### TASK OBJECTIVE:
Look below for the line containing "Task: for every instance of the green foam"; from there through the line containing "Task: for every instance of the power", both lines included, please set down each line exactly and nothing else.

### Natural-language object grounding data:
__________
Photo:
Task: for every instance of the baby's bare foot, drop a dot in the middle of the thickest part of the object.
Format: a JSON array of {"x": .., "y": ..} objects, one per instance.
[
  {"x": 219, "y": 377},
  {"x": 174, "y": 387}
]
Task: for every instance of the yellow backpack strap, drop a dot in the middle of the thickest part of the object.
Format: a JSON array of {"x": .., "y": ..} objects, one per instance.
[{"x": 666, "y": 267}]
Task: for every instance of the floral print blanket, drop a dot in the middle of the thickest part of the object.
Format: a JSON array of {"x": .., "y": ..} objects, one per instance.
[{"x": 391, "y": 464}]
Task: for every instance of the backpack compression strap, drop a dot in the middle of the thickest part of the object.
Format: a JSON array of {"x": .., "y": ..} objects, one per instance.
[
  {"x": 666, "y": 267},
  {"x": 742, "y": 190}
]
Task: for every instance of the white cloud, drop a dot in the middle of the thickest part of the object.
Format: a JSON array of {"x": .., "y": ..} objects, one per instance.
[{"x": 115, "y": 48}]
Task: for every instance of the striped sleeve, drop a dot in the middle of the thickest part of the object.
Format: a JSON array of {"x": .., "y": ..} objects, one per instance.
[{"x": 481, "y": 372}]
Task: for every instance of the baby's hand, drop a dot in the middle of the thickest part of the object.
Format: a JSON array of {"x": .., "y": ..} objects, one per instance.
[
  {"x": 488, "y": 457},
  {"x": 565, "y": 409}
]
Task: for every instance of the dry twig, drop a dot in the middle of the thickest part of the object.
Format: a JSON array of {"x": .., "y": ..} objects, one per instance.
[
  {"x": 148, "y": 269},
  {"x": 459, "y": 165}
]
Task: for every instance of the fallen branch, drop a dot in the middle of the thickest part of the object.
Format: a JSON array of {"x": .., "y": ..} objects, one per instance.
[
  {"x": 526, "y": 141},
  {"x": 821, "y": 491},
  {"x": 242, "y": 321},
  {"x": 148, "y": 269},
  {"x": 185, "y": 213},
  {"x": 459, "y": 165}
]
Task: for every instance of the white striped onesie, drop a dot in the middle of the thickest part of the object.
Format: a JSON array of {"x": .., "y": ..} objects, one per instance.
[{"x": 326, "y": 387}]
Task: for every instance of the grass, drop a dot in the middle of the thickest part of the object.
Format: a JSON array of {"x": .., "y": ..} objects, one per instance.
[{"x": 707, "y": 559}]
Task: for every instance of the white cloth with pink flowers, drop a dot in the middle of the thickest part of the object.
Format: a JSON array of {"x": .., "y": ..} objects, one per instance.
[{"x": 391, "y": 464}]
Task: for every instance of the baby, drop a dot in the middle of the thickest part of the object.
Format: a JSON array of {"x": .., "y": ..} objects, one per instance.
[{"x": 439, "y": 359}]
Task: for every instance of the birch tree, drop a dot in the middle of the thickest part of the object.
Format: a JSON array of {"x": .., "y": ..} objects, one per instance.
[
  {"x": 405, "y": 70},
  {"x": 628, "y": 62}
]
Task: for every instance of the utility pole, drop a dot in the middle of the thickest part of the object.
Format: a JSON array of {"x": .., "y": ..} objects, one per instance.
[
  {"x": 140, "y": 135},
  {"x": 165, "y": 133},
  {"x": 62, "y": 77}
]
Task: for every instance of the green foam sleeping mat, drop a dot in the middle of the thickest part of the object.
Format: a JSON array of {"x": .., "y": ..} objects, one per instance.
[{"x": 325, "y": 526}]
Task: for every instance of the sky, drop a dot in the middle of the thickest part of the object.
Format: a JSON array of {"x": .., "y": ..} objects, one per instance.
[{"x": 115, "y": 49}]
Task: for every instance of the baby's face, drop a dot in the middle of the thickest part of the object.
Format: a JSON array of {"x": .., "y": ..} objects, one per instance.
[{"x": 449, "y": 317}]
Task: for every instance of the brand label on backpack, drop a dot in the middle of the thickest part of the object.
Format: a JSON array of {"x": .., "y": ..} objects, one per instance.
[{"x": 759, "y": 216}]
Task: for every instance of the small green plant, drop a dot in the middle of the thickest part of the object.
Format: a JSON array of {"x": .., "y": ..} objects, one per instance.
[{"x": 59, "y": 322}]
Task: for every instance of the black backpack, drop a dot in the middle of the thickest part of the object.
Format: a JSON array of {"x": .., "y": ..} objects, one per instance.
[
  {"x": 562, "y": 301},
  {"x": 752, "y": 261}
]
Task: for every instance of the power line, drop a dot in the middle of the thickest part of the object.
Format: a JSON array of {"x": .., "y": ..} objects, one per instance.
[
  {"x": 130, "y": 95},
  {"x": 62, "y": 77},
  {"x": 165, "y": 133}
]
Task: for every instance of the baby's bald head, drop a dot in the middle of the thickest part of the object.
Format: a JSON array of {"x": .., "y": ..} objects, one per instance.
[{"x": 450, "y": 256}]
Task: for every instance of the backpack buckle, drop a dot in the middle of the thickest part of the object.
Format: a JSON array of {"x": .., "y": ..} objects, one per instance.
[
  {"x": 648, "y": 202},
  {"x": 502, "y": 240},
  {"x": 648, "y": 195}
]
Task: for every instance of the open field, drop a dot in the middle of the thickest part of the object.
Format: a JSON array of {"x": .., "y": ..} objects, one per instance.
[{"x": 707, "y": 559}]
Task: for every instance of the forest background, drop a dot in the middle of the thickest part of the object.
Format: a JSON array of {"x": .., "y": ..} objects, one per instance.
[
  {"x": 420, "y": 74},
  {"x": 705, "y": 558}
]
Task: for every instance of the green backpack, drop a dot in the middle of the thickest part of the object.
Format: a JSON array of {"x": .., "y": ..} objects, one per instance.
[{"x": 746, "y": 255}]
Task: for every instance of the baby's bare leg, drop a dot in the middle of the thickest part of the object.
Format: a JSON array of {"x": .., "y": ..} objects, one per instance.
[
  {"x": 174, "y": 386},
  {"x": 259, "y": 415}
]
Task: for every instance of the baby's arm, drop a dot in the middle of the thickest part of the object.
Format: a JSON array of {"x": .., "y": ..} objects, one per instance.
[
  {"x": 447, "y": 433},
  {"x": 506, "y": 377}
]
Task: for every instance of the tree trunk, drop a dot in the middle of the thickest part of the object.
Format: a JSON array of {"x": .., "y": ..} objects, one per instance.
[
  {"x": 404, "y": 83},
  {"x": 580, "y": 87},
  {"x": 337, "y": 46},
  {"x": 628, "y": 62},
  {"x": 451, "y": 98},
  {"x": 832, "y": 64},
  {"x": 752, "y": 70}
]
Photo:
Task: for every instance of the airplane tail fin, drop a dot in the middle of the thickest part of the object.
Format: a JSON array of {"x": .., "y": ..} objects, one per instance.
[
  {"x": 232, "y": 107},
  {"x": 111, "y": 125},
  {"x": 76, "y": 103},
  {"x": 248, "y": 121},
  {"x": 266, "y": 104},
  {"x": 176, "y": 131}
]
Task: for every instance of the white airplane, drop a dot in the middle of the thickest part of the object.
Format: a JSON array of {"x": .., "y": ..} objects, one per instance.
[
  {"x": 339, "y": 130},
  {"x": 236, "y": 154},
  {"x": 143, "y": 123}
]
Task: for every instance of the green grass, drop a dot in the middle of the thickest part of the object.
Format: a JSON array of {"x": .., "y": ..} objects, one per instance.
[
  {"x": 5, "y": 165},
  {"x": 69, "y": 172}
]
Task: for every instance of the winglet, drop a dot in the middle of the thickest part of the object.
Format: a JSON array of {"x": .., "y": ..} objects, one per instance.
__________
### RESPONSE:
Task: for every instance of the green foam sleeping mat, drop a dot in the middle of the thickest part of the object.
Format: a JSON array of {"x": .., "y": ..} objects, one per instance.
[{"x": 325, "y": 526}]
Task: for every instance of the sky, drop a dot in the middle of the thickest part of the object.
Format: a JSON array of {"x": .., "y": ..} objects, one per instance.
[{"x": 115, "y": 49}]
Task: for every instance of the baby's face, drop a dot in the middle of the thickest part of the object.
Format: a JSON array of {"x": .., "y": ..} objects, one per instance.
[{"x": 449, "y": 317}]
Task: for every instance of the brand label on backpack, drop a dot in the middle of the thickest part of the object.
Format: a JSON array of {"x": .., "y": ..} objects, one per instance.
[{"x": 759, "y": 216}]
Task: for every instance of the small green plant, drop a dot in the middle of the thickest part of the object.
Format: a JSON array of {"x": .., "y": ..} objects, one per instance.
[{"x": 59, "y": 322}]
Task: for every instance of the black backpack, drop a dot in the middle of the thickest part of the object.
Format: a JSON array of {"x": .., "y": ..} objects, one per instance.
[
  {"x": 562, "y": 301},
  {"x": 752, "y": 261}
]
Task: for every instance of the power line, drop a dot in the middle of the thickest part of the object.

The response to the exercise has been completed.